EXCERPT:
++++++
By: Geoff Shackelford

Midway through the 2002 Australian Open's first round, play was cancelled because Victoria Golf Club's greens had exceeded the speed limit. Players putted off the green. Uphill putts hit past certain holes trickled back well short of the cup. On a mild day with light winds, 27 players finished 18 holes-and not one was under par. The setup folly prompted New Zealand's Greg Turner to remark, "It's not the incompetence that astounds me, just the extent of it."

The Victoria debacle is just one example of a rash of course setup foibles in recent years. Particularly notable are questionable ploys at the last five United States Open Championships, and no doubt there will be plenty of debate surrounding this year's event at Chicago's Olympia Fields. One wonders: Is pushing the course-setup envelope a longtime component of tournament golf that's only now being exposed as media scrutiny generally intensifies? Are these foibles a product of governing bodies rigging tournament courses to mask ineffective equipment regulation? Or is it simple incompetence?

Course design and setup began to change when early-20th century pros such as Harry Vardon and J.H. Taylor complained about center-line fairway bunkers and any other feature they deemed unfair. During the 1920s, writer Bernard Darwin questioned the introduction of "rough" and other artificial course-setup tricks. Out of love for the unfettered Old Course at St. Andrews, Darwin expressed concern about a restrictive course setup's effect on architecture, speed of play and everyday golf in general.

The revered Bobby Jones, though expressing displeasure only occasionally during his competitive years, forced the golf world to take notice whenever he did speak out on setup issues. He disapproved, for example, of the 1927 U.S. Open setup, in which Oakmont's bunkers had been prepared with deep-furrowing rakes.

"The ... difficulty is its greatest charm," Jones said after seeing Oakmont's spike-tined rakes for the first time. "But when in spite of the vast improvement in the ball, in seeking to preserve the difficulty and to make scoring as hard as it was in the old days, we make the mistake of destroying the effect of skill and judgment ... I cannot help protesting."

According to its former executive director, Frank Hannigan, the USGA took control of U.S. Open course setup in 1952. Executive director Joe Dey and committeeman Richard Tufts stepped in following what Hannigan calls a "hugely erratic" run of setups handled by host courses and superintendents. The inconsistencies boiled over with the infamous 1951 Oakland Hills preparation, which prompted spectator and 11-time major championship winner Walter Hagen to remark that "the course was playing the players, not the players playing the course."
++++++
EXTRACTED DATA:
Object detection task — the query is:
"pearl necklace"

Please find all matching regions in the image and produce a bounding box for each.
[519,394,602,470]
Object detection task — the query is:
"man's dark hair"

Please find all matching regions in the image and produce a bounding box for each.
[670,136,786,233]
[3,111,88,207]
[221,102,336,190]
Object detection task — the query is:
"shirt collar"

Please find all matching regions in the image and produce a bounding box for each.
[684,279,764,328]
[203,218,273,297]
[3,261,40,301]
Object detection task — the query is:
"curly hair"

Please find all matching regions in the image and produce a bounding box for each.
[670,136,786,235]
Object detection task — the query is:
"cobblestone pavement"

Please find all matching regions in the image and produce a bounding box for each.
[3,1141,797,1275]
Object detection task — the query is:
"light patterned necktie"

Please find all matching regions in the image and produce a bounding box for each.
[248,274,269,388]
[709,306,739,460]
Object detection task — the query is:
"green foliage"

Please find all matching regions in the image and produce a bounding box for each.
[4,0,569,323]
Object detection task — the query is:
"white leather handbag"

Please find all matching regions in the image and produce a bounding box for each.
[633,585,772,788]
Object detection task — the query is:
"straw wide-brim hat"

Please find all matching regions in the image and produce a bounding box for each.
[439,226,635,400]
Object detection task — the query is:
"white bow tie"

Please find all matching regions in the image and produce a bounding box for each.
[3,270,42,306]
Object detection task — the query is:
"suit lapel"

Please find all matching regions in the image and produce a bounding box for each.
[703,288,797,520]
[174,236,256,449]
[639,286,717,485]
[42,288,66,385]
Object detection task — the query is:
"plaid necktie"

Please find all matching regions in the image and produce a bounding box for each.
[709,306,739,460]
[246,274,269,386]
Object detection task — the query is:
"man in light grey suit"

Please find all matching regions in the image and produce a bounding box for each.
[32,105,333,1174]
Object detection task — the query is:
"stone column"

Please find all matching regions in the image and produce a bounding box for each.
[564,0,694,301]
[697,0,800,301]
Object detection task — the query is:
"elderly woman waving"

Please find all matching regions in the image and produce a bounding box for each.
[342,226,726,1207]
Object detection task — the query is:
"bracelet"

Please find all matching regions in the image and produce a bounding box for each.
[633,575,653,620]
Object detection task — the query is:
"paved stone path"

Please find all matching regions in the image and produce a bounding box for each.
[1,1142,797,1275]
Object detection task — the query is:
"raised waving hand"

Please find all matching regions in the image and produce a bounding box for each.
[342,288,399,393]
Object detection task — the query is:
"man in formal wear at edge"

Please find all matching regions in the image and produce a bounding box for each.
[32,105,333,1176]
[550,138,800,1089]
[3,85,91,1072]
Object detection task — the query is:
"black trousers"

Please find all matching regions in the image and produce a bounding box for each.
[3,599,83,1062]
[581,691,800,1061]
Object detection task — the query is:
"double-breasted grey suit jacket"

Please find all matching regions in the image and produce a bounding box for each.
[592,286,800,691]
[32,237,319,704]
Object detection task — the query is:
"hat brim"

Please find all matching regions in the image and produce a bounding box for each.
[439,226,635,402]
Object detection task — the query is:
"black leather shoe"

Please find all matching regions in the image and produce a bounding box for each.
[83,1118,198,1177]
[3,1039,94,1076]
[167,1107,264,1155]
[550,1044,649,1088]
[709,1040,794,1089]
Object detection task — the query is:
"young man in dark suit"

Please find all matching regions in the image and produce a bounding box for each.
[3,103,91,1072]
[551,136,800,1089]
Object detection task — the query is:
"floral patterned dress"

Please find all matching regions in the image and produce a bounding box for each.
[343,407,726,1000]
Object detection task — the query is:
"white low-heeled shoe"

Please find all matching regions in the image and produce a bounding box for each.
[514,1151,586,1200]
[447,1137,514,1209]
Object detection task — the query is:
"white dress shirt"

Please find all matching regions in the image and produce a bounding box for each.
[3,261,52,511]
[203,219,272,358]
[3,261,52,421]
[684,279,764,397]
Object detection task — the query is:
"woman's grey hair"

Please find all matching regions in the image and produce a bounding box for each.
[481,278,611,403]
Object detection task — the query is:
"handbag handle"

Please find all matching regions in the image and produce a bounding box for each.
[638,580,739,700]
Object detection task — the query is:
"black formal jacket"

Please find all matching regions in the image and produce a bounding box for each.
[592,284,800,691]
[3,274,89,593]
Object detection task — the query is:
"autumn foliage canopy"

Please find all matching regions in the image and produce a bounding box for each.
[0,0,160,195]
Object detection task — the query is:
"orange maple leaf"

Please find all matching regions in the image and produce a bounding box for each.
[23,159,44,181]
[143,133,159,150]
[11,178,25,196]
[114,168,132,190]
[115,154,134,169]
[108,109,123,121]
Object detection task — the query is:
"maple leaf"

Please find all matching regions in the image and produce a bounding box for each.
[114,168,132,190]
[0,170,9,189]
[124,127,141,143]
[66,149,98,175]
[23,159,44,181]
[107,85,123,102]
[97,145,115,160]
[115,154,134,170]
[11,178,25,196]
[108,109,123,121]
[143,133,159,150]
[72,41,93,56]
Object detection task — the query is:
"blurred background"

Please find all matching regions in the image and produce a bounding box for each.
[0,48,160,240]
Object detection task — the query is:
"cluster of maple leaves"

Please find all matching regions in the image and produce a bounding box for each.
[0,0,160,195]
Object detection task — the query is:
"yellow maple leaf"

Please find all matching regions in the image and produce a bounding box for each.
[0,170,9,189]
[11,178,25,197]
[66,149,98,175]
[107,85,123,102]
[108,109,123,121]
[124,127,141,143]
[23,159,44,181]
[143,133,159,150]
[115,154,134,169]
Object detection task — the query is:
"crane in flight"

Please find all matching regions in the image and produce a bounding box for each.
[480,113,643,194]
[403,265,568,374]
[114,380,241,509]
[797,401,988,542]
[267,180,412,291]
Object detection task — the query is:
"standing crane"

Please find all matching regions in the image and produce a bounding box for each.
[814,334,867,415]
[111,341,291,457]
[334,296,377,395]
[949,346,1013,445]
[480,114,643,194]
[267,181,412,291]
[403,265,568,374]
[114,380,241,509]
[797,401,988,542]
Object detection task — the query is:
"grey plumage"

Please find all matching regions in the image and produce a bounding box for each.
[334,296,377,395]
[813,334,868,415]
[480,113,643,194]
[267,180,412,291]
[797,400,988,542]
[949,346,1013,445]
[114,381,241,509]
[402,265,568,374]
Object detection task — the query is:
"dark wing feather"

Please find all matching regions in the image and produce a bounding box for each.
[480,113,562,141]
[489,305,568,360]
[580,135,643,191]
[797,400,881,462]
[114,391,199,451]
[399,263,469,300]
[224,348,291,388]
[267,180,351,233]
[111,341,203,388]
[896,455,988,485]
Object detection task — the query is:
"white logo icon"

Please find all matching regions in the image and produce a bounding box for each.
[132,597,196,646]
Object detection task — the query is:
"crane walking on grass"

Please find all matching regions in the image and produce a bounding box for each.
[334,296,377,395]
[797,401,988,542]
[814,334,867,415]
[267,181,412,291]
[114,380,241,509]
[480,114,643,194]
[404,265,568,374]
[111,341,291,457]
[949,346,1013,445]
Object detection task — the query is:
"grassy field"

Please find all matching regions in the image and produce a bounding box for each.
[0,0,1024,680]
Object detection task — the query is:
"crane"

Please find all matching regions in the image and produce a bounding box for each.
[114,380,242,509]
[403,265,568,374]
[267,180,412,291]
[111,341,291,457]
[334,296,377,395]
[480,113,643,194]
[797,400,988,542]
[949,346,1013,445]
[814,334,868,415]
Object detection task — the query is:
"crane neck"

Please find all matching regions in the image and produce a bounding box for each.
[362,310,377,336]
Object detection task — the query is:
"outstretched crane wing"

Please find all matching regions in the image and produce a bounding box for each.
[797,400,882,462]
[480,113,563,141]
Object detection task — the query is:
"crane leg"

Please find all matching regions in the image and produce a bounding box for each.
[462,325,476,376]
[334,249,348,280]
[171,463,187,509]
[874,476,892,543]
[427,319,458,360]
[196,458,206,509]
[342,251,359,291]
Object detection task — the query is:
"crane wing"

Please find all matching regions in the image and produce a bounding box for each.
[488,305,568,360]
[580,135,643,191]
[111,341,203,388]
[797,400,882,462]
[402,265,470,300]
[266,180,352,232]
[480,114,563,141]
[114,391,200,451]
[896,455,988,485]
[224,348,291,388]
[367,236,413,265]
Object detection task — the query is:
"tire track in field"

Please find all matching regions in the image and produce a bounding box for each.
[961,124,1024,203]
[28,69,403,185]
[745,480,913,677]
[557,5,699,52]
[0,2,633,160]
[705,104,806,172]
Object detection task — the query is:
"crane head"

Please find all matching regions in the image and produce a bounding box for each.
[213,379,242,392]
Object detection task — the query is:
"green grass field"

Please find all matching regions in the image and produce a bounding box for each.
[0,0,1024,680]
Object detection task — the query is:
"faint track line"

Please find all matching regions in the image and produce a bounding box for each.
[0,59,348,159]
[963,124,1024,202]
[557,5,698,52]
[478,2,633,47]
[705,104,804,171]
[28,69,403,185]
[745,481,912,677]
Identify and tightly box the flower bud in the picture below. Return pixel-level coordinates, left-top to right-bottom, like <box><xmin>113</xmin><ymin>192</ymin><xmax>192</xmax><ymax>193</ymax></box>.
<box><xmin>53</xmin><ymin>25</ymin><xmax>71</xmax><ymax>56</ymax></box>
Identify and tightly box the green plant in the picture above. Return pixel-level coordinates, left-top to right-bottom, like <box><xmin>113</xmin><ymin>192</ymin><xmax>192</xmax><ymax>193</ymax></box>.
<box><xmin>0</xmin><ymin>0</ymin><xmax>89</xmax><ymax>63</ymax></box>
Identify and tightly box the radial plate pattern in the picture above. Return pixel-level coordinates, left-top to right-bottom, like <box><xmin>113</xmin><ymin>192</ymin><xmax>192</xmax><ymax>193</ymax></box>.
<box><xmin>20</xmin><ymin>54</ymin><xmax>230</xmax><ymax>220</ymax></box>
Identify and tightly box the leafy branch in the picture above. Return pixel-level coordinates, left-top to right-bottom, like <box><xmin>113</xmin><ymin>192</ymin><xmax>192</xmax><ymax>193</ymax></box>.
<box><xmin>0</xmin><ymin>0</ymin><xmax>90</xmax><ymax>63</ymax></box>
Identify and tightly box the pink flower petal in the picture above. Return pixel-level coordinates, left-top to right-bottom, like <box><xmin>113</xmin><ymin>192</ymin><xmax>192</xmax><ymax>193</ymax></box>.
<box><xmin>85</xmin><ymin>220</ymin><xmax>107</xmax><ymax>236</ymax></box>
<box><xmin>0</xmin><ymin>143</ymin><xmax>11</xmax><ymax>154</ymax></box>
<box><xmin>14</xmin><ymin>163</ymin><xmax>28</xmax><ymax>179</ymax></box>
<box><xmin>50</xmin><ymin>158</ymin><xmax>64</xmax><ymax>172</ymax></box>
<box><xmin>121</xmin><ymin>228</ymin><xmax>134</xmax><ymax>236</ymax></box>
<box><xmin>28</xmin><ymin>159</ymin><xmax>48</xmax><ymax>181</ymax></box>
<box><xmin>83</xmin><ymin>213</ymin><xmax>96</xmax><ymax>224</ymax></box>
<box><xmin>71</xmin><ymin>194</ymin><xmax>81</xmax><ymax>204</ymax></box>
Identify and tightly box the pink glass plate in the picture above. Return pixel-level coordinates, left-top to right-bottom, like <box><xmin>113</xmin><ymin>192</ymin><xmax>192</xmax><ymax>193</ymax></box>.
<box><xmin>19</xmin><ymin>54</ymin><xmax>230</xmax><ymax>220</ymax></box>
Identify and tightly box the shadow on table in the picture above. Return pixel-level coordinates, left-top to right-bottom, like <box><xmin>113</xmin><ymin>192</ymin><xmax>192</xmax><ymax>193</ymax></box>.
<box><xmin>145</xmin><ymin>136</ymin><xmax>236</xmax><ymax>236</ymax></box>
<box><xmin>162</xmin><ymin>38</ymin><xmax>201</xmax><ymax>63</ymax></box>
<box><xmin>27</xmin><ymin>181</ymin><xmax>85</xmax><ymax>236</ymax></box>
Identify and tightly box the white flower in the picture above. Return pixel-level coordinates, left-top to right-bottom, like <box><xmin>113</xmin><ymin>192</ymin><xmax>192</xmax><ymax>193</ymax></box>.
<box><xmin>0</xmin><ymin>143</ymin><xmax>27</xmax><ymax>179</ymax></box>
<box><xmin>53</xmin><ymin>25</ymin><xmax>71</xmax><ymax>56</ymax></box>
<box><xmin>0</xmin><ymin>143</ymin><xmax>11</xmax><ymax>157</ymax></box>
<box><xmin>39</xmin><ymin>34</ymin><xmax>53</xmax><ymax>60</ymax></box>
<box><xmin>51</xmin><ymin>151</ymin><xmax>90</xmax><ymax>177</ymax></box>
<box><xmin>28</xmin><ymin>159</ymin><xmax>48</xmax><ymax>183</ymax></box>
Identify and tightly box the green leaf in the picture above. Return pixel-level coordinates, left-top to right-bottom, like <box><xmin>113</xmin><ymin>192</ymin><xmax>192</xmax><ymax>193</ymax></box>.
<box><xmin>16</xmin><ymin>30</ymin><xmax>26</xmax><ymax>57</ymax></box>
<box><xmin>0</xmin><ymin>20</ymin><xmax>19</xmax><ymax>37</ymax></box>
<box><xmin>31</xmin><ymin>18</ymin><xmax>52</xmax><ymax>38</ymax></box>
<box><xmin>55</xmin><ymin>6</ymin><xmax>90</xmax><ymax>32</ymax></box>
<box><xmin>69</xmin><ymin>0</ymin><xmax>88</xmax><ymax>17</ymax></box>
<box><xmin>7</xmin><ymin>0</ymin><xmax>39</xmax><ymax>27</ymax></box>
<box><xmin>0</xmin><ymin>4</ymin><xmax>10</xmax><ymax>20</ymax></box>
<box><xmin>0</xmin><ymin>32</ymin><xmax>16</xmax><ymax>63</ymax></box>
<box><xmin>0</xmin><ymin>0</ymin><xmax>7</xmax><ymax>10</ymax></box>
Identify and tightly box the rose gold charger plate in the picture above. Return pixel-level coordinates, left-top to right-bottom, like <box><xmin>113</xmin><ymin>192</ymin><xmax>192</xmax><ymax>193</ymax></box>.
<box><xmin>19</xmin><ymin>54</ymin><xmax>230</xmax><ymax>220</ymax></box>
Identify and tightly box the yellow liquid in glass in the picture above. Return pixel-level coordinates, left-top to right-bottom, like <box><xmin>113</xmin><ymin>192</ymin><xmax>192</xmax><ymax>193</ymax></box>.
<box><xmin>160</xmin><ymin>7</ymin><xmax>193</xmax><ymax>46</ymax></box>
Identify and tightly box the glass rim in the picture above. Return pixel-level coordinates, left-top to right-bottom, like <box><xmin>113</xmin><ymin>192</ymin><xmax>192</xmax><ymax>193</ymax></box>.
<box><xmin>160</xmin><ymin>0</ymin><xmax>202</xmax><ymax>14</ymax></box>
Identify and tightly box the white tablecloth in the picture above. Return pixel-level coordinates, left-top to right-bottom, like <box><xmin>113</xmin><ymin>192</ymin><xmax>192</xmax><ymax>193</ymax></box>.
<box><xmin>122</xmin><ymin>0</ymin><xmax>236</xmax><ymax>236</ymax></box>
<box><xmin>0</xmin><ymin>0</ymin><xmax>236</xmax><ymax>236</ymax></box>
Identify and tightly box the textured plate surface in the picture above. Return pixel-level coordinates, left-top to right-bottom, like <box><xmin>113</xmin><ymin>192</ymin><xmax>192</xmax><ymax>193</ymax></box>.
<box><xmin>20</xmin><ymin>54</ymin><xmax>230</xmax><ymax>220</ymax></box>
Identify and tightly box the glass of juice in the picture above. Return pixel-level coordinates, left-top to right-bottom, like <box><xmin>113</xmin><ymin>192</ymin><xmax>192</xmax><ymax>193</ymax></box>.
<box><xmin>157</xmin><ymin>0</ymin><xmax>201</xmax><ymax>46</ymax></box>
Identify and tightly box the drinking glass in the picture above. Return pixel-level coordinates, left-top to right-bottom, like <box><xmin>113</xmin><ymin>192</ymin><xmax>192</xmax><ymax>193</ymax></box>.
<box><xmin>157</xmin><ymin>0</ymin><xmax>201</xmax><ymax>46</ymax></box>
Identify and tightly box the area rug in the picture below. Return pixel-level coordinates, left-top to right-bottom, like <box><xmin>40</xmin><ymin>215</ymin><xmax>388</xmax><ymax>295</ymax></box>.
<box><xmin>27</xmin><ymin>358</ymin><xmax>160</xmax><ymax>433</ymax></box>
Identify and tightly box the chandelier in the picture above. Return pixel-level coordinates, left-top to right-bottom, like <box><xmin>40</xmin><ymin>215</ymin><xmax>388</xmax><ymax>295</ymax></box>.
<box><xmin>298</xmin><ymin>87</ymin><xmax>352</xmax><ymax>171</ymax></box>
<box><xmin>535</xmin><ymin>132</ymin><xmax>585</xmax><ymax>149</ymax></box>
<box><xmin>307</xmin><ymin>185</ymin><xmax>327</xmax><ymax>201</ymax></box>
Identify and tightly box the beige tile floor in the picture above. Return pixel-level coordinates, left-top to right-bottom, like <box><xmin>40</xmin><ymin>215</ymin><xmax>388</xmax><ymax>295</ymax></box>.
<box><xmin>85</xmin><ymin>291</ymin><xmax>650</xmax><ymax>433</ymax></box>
++++++
BRIEF 1:
Reproduce the passage of the course setup article starting with "The Victoria debacle" and going on through "it simple incompetence?".
BRIEF 2:
Answer these questions from the course setup article:
(a) How many players finished 18 holes in the 2002 Australian Open's first round?
(b) At which course were the bunkers prepared with deep-furrowing rakes for the 1927 U.S. Open?
(c) In what year did the USGA take control of U.S. Open course setup?

EXERCISE ANSWER 1:
The Victoria debacle is just one example of a rash of course setup foibles in recent years. Particularly notable are questionable ploys at the last five United States Open Championships, and no doubt there will be plenty of debate surrounding this year's event at Chicago's Olympia Fields. One wonders: Is pushing the course-setup envelope a longtime component of tournament golf that's only now being exposed as media scrutiny generally intensifies? Are these foibles a product of governing bodies rigging tournament courses to mask ineffective equipment regulation? Or is it simple incompetence?

EXERCISE ANSWER 2:
(a) 27
(b) Oakmont
(c) 1952